Dataset entries:
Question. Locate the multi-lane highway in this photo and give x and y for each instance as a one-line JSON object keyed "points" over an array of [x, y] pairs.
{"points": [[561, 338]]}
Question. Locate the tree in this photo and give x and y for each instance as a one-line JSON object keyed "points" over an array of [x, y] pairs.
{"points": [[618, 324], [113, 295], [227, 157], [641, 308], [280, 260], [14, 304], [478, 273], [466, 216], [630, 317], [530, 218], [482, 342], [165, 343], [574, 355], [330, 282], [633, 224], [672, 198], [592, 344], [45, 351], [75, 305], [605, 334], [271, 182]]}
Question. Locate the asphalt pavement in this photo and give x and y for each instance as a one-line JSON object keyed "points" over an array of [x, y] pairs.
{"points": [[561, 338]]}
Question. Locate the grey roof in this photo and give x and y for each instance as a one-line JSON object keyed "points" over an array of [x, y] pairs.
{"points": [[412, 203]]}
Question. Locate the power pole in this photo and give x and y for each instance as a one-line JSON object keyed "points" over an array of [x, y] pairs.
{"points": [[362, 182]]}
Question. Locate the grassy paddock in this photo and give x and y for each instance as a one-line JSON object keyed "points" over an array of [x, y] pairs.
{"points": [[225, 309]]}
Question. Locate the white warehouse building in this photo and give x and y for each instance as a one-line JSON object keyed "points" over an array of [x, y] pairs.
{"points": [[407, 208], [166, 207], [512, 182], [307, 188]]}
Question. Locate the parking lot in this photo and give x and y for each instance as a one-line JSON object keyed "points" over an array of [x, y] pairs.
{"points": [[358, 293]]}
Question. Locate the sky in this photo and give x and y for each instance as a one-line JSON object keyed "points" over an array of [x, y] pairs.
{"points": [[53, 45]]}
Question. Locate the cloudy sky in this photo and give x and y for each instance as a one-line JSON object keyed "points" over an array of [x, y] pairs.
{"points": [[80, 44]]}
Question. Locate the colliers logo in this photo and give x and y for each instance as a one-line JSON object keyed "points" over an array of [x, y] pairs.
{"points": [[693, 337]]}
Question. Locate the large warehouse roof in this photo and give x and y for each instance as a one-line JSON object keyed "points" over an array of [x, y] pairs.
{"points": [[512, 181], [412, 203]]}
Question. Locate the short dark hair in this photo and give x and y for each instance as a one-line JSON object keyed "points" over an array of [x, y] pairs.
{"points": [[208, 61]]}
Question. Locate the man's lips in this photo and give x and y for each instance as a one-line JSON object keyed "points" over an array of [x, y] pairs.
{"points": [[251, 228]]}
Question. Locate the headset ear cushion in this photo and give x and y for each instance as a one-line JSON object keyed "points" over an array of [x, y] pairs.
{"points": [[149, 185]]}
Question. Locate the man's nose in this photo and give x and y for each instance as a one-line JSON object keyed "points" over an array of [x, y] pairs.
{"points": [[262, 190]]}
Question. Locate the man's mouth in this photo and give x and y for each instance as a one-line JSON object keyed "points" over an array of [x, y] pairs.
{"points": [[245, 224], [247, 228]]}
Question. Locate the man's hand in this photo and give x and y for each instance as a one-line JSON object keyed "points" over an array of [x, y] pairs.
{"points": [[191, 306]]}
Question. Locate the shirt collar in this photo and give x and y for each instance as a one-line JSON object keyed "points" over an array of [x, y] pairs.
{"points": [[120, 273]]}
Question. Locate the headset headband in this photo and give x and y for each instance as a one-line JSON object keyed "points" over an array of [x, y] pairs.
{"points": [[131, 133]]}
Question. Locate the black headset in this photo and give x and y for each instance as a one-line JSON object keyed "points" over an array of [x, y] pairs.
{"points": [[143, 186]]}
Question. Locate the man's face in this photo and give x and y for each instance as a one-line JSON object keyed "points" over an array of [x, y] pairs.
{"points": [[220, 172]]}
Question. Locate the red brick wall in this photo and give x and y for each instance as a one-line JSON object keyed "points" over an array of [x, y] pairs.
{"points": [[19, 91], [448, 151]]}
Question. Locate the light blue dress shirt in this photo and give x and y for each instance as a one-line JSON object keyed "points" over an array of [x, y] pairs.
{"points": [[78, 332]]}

WORK TASK
Set down every record once more, exactly as written.

SOLVED EXERCISE
Question. Locate the multi-lane highway in this photo and give x and y for each instance as a one-line JSON object keyed "points" over an array of [x, y] pairs.
{"points": [[561, 338]]}
Question. Locate the tree in this photo and give x and y for each instance as a one-line JSON object keyed "points" over an array of [x, y] pairs.
{"points": [[618, 324], [113, 295], [227, 157], [641, 308], [280, 260], [14, 304], [478, 273], [466, 216], [630, 317], [530, 218], [482, 342], [165, 343], [574, 355], [330, 282], [633, 224], [672, 198], [592, 344], [45, 351], [75, 305], [605, 334], [271, 182]]}
Question. Locate the asphalt pavement in this photo and give x and y for each instance as a one-line JSON object keyed "points" over an array of [x, y] pairs.
{"points": [[561, 338]]}
Question. Locate the grey roof in this photo and give x and y for each instance as a one-line JSON object keyed "points" over an array of [x, y] pairs.
{"points": [[412, 203]]}
Question. Locate the power pole in this photo and give x and y for each instance as a one-line JSON object keyed "points" over an array of [x, y] pairs.
{"points": [[362, 182]]}
Question. Locate the grassy paddock in this photo and give x and y for each instance as a one-line JSON object keyed "points" over an array of [x, y] pairs.
{"points": [[225, 309]]}
Question. Locate the white warehouse building in this photo and give x and y for each instance as a one-line JSON object keyed "points" over an array of [x, y] pairs.
{"points": [[407, 208], [166, 207], [512, 182], [307, 188]]}
Question. Locate the parking lot in this photo and give x and y for each instance as a one-line JSON object keyed "points" over an array of [x, y] pairs.
{"points": [[358, 293]]}
Question. Locate the sky in this photo and give x and y for each instance as a one-line JSON object keyed "points" over an array of [x, y] pairs.
{"points": [[53, 45]]}
Question. Locate the cloudy sky in this photo and give x and y for each instance as a one-line JSON object keyed "points" over an array of [x, y] pairs.
{"points": [[80, 44]]}
Question. Locate the colliers logo in this photo and give x and y for each instance as a one-line JSON object keyed "points" over an array of [x, y] pairs.
{"points": [[693, 337]]}
Question. Locate the large warehouse roof in this photo and give x and y for each instance as a one-line JSON object keyed "points" over an array of [x, y] pairs.
{"points": [[512, 181], [412, 203]]}
Question. Locate the short dark hair in this photo and give x and y for each instance as a one-line JSON object keyed "points" over an array of [x, y] pairs.
{"points": [[208, 61]]}
Question. Locate the man's lips in this photo and give x and y for each instance as a one-line JSON object keyed "points" over an array of [x, y] pairs.
{"points": [[251, 228]]}
Question. Locate the headset ear cushion in this photo and give x and y for each instance as a one-line JSON object keyed "points" over an array of [x, y] pairs.
{"points": [[149, 185]]}
Question. Locate the man's nose in this photo and give x and y for each instance as a one-line JSON object keyed "points" over an array of [x, y] pairs.
{"points": [[262, 190]]}
Question. Locate the man's mouth in this photo and give x and y for each instance as a one-line JSON object keyed "points" over an array of [x, y] pairs.
{"points": [[245, 224], [247, 228]]}
Question. Locate the man's hand in this photo and give x and y for each instance as a one-line JSON object keyed "points" over an array of [x, y] pairs.
{"points": [[191, 306]]}
Question. Locate the shirt collar in this photo and give x and y for each instance as a one-line JSON object keyed "points" over an array of [x, y] pairs.
{"points": [[120, 273]]}
Question. Locate the headset headband in this photo and give x and y for each instance as a one-line JSON object keyed "points" over an array of [x, y] pairs.
{"points": [[131, 133]]}
Question. Locate the black headset in this photo and give x and y for each instance as a one-line JSON object keyed "points" over an array of [x, y] pairs.
{"points": [[143, 186]]}
Question. Locate the man's face in this photo and give x and y for each instance as a one-line JSON object keyed "points" over an array of [x, y] pairs.
{"points": [[220, 172]]}
Question. Locate the red brick wall in this photo and give x and y for each instance as a one-line JSON object keyed "points" over an array of [x, y] pairs.
{"points": [[19, 91], [448, 151]]}
Question. Locate the light blue dress shirt in this photo and give x and y for each instance as a one-line JSON object keyed "points" over an array of [x, y] pairs.
{"points": [[78, 332]]}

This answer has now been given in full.